::: Passage provided :::

Documentarian Eugene Jarecki launched a “Trump Death Clock” on Wednesday designed to count the number of COVID-19 deaths the award-winning filmmaker attributes to the Trump Adminstration’s inaction.
As of this writing, the clock lists 72,995 COVID-19 deaths in the United States, and says about 60 percent of them — 43,797 at this moment — could have been prevented if the administration had started mitigation efforts just one week earlier. By the time you read this, the numbers will have climbed.
“The Trump Death Clock is a memorial to human beings who did not need to die, and a call for more responsible and compassionate leadership going forward. As we speak, the President continues to demonstrate misguided priorities with respect to the seriousness of the pandemic, encouraging re-opening while acknowledging its increased danger the clock underscores the need for a serious course correction or more lives are needlessly imperiled,” said Jarecki, whose films include Why We Fight, about the military-industrial complex, The House I Live In, about prisons, and The King, which juxtaposed Elvis Presley’s final years with the decline of the United States.
Jarecki acknowledges that the clock, modeled on the National Debt Clock, is an attempt to dramatize the president’s failures in a way anyone can understand.

::: Material supplied :::

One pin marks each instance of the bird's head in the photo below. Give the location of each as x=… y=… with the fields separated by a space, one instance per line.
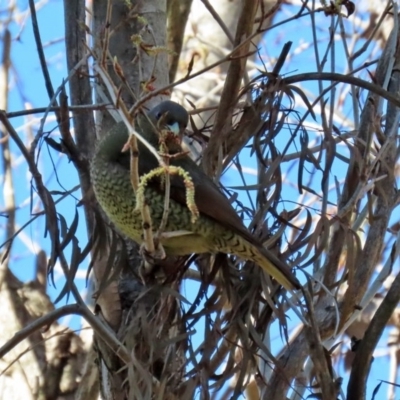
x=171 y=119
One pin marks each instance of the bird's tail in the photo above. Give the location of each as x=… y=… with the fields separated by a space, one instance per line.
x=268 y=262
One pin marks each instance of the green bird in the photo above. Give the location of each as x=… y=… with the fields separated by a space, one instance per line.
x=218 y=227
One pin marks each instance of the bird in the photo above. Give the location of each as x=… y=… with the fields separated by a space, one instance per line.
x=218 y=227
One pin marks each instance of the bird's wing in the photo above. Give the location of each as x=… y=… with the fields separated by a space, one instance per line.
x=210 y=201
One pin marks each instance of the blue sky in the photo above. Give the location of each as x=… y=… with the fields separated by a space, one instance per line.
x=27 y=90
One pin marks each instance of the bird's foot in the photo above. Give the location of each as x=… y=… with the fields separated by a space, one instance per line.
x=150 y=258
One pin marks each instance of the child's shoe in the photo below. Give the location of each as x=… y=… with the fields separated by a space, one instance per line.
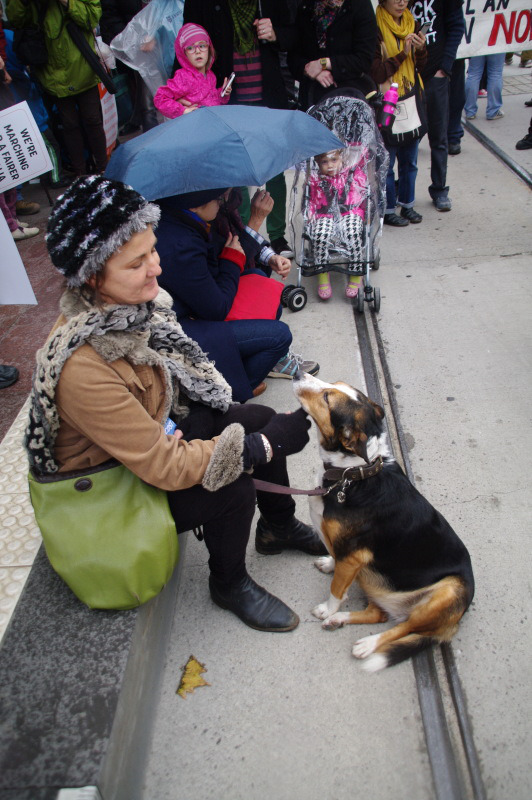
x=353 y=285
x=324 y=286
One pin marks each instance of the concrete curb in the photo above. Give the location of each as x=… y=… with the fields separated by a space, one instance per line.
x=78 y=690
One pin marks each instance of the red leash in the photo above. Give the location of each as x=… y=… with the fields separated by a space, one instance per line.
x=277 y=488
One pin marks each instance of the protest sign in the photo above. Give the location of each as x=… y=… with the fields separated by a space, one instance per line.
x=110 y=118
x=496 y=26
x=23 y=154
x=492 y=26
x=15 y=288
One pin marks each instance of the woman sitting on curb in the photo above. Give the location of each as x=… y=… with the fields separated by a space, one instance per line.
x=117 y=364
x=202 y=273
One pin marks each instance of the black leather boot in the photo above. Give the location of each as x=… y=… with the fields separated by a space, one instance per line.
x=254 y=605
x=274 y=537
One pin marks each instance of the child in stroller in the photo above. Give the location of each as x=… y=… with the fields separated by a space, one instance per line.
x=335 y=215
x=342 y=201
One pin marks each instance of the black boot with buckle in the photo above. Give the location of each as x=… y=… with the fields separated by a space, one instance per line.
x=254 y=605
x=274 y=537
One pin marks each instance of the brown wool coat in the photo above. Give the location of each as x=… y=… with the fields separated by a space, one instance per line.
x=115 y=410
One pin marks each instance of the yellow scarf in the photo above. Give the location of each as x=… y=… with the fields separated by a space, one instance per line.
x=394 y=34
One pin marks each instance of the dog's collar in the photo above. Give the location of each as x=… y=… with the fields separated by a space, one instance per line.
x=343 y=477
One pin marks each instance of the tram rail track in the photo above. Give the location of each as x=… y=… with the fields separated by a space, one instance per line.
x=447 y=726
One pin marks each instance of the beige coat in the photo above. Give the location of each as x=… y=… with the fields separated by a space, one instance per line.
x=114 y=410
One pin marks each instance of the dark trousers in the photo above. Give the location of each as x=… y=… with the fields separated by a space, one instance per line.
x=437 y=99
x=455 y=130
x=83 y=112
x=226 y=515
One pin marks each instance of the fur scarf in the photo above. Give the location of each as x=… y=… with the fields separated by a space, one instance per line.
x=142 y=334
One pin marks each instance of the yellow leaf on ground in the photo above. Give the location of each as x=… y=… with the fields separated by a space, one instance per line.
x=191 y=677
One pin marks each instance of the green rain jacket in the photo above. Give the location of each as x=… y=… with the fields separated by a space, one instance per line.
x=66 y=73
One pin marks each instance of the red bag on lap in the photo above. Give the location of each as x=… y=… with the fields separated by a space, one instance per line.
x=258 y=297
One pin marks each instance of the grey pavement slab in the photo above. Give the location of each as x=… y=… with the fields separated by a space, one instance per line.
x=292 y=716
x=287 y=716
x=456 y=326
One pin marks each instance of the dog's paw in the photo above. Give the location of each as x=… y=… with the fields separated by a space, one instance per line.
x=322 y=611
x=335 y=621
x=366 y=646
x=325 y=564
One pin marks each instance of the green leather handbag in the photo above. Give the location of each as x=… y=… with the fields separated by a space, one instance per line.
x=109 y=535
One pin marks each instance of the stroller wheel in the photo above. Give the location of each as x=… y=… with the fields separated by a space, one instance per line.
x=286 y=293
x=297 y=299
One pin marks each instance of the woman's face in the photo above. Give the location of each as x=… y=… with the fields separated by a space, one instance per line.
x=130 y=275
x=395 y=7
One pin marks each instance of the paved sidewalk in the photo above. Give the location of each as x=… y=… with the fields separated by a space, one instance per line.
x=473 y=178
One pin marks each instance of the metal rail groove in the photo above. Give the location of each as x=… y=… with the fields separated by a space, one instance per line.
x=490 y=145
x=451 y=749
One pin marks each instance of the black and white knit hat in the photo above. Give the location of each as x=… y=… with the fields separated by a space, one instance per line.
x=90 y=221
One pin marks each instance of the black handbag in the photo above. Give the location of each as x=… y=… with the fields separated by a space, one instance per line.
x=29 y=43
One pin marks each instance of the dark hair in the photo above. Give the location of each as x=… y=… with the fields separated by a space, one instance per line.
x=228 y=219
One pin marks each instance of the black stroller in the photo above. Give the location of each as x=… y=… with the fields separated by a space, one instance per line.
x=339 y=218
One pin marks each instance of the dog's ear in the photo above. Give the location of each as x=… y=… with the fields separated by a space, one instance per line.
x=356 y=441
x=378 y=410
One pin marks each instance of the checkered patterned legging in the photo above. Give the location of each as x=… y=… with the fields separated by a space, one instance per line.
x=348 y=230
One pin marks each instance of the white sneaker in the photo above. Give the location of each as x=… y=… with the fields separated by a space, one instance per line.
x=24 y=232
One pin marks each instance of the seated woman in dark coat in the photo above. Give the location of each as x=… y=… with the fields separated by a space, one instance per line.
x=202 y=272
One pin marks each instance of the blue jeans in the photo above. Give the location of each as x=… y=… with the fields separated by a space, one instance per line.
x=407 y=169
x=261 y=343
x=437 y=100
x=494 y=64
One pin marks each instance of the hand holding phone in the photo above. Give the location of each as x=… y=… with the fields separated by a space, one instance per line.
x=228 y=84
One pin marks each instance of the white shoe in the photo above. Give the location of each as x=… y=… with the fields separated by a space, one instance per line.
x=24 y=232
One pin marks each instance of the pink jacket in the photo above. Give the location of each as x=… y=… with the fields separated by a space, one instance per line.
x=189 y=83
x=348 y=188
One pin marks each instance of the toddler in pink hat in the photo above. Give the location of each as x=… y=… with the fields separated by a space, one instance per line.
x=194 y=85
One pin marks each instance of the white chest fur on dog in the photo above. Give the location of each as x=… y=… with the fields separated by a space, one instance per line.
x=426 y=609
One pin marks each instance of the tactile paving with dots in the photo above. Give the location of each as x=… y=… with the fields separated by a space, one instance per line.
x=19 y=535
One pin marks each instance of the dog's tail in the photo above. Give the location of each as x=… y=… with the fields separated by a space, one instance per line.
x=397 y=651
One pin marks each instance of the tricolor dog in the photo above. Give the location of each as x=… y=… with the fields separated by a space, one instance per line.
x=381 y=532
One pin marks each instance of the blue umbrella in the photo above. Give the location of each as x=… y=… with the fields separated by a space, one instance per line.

:::

Assigned task: Continue the article about Eugene Jarecki's "Trump Death Clock," starting right after its final sentence.

Response box:
“It’s all in the branding, that stuff Trump himself does so well when he applies derisive nicknames to his rivals or attaches the name of a foreign power to a global pandemic. Accountability needs a brand, and the National Debt Clock is a helpful precedent,” Jarecki wrote in a Washington Post op-ed. “It demonstrates how to plant a symbolic flag in the numbers — one that can’t be knocked over by bluster or misleading campaign videos.”
Jarecki’s website for the clock links to news stories, including this widely cited New York Times piece, to make the case that the Trump administration ignored or downplayed the threat coronavirus posed. Jarecki notes that Trump has blamed China and governors, among others, for mishandling the crisis.
“What a powerful statement it would be if this clock could be displayed on billboards and projected on buildings in cities and small towns across America,” Jarecki wrote. “This would begin to honor those who lost their lives and, in their memory, demand more responsive and responsible leadership.”